SUPPLIED ENTRIES
══════

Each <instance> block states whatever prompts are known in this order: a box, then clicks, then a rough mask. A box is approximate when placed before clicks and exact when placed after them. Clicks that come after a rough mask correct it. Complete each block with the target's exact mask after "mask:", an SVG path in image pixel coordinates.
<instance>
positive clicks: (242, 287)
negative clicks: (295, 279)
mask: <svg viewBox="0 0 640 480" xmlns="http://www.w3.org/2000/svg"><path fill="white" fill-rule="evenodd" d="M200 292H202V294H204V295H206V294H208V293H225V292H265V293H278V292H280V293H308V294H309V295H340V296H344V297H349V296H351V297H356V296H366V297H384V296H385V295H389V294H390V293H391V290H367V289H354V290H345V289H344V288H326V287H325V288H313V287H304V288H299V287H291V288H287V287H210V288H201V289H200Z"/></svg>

══════

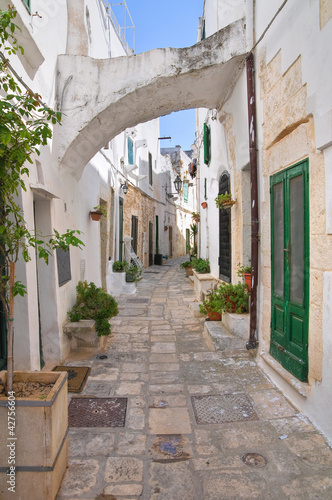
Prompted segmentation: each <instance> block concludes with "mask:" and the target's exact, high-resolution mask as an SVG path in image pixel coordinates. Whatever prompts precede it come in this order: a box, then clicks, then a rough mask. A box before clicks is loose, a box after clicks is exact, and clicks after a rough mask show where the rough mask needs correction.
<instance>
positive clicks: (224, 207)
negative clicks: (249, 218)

══════

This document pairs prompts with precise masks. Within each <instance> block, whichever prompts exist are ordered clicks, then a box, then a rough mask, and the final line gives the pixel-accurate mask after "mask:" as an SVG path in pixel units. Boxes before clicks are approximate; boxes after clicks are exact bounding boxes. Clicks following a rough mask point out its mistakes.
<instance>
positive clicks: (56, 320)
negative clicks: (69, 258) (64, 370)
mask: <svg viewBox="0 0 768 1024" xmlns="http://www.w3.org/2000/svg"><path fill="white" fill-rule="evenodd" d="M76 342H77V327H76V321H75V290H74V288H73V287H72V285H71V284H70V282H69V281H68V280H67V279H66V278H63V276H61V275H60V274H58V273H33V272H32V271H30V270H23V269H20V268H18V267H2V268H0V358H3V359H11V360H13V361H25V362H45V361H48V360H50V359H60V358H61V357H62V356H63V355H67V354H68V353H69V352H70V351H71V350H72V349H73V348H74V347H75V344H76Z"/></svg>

══════

WHAT THE EXERCISE ASKS
Copy the entries word for word, beginning at the line containing "Prompted segmentation: each" and stopping after the line containing "negative clicks: (249, 218)".

EXERCISE ANSWER
Prompted segmentation: each <instance> block concludes with "mask:" and the target's exact, high-resolution mask as an SVG path in image pixel coordinates. Whatever prompts precede it come in this order: a box, then clicks, then a rough mask. A box before clicks is loose, a box after clicks is exact, and clicks after a rough mask show where the rough mask needs correction.
<instance>
positive clicks: (224, 207)
negative clicks: (249, 218)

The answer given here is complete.